Roll up random loot for your tabletop game.

Loot tier

A worthwhile haul — useful coin, a gem or two, the odd curio.

Pick a tier and generate a hoard.

Loot tables are original and system-agnostic — "coins" is an abstract value you can read as gold, credits or whatever your ruleset uses, and curios are described by their look rather than any game rules, so you decide what they actually do. Nothing you generate is uploaded or saved. Need an encounter to guard the treasure? See the Encounter Generator.

Processed on your device. We never see your files.

How to use Loot Generator

What this tool does

The Loot Generator rolls up a random treasure hoard for a tabletop role-playing session. You pick a loot tier — Minor, Modest, Rich or Grand — and the tool generates a complete hoard from bundled tables: a quantity of coins, a handful of gems, some mundane items, the occasional piece of well-made gear, and now and then a generically described curio. Each hoard can be rerolled until it suits the moment and copied straight into your session notes.

Everything is system-agnostic. Coins are an abstract value, items are described in plain language, and curios are written by their appearance rather than any rules text. That means a hoard slots into whatever game you run — you supply the statistics and the in-world meaning.

When you’d use it

The obvious moment is the reward. The party clears a den, opens a vault, or defeats something that ought to be carrying treasure, and you need a hoard that feels right for the challenge. Rolling on the matching tier gives you a believable mix of coin and goods in seconds, instead of stalling the table while you invent one.

### [MATERIAL PROVIDED]
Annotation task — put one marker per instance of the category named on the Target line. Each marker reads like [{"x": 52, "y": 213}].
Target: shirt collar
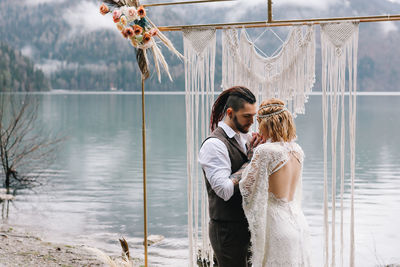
[{"x": 228, "y": 130}]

### [WHAT THIS TASK INVOLVES]
Answer these questions from the Loot Generator text:
1. Which loot tiers can be chosen?
2. How are curios described instead of by game rules?
3. Which tool does the text suggest for an encounter to guard the treasure?

### [RESPONSE FOR THIS EXERCISE]
1. Minor, Modest, Rich and Grand.
2. By their look, or appearance.
3. The Encounter Generator.